> [Exercise objective] Display every line of the material that contains the word "white".

Dataset records:
===============

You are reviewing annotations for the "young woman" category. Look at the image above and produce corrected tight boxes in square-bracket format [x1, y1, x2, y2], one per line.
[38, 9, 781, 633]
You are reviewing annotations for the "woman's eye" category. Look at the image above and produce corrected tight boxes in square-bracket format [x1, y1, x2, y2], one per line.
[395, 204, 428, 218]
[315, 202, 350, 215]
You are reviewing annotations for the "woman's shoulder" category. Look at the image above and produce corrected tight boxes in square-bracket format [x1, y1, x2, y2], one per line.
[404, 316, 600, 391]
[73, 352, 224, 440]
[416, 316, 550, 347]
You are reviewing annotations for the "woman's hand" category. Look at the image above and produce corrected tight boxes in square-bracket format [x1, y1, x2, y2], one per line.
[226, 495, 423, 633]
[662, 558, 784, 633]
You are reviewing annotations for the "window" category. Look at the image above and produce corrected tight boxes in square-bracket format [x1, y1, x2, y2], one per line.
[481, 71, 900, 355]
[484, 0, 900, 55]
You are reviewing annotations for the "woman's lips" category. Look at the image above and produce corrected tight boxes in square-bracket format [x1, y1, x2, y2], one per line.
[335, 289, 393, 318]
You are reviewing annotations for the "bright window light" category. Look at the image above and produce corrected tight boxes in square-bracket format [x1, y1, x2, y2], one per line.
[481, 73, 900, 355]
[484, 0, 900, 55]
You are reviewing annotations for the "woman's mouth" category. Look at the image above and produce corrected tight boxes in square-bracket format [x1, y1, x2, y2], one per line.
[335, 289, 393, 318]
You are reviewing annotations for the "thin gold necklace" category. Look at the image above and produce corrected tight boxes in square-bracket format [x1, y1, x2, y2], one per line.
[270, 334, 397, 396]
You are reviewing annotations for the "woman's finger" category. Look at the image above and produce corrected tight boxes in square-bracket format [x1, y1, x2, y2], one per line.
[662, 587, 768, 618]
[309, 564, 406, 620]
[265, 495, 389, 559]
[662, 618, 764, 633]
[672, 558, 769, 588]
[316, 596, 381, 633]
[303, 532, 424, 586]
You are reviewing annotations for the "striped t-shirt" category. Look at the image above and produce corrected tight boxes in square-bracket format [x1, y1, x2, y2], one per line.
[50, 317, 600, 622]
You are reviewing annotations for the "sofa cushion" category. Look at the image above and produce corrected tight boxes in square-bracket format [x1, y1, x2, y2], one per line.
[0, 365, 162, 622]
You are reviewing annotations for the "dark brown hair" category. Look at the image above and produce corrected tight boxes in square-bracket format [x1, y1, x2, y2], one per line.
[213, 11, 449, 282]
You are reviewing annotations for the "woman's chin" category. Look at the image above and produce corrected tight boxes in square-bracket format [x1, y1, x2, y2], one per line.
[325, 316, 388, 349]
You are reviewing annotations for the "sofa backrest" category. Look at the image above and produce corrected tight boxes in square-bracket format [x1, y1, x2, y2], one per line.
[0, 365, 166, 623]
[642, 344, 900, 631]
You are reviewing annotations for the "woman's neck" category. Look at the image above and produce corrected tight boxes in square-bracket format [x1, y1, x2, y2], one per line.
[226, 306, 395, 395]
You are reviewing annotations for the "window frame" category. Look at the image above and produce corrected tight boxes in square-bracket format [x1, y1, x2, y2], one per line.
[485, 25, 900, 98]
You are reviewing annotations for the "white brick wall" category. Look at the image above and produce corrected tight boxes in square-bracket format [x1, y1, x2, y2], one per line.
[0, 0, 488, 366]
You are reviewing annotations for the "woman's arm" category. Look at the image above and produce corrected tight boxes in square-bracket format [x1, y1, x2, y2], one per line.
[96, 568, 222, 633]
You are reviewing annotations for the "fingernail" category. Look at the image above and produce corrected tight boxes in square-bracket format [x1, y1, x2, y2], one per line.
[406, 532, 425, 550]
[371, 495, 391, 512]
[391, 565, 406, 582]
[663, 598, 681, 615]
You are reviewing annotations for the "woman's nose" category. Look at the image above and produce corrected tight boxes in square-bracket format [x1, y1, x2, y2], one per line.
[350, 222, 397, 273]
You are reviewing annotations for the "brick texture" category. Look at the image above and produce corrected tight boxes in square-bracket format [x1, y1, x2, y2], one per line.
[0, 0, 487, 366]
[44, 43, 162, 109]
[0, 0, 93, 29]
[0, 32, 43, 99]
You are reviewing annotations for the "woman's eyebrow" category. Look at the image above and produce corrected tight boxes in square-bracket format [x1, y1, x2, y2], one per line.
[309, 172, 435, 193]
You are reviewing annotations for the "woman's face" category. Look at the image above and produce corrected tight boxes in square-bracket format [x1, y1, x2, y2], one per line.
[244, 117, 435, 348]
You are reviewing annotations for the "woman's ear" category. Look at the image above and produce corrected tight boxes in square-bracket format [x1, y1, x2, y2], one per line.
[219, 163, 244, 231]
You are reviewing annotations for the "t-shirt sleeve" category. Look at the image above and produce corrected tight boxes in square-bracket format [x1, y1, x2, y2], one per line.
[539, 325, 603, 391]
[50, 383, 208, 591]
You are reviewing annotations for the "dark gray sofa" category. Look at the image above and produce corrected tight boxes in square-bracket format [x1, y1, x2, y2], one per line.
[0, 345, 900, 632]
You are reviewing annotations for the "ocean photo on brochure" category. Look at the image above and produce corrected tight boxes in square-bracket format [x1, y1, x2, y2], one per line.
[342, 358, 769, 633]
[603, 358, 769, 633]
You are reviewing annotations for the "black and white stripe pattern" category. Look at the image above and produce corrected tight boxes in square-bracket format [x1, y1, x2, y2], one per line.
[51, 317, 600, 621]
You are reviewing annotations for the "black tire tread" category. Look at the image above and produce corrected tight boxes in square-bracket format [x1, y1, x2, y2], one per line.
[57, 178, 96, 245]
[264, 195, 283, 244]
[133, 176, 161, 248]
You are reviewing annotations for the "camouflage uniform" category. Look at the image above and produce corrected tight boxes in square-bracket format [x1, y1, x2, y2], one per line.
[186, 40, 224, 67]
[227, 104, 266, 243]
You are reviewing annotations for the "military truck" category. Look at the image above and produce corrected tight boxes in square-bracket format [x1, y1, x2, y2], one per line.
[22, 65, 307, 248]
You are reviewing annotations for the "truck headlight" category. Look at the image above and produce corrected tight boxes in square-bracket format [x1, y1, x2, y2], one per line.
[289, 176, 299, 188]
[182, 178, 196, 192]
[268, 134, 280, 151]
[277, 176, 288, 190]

===============

> [Answer to this problem]
You are reviewing annotations for the "white brick wall" category. Look at the image above and produce corrected tight boxes in square-bracket format [x1, y1, x2, y2], one per line.
You are reviewing annotations for the "black and white stripe pattern" category. Look at the image above and produce corrected tight boxes in square-bracket format [x1, y1, x2, y2], one per line.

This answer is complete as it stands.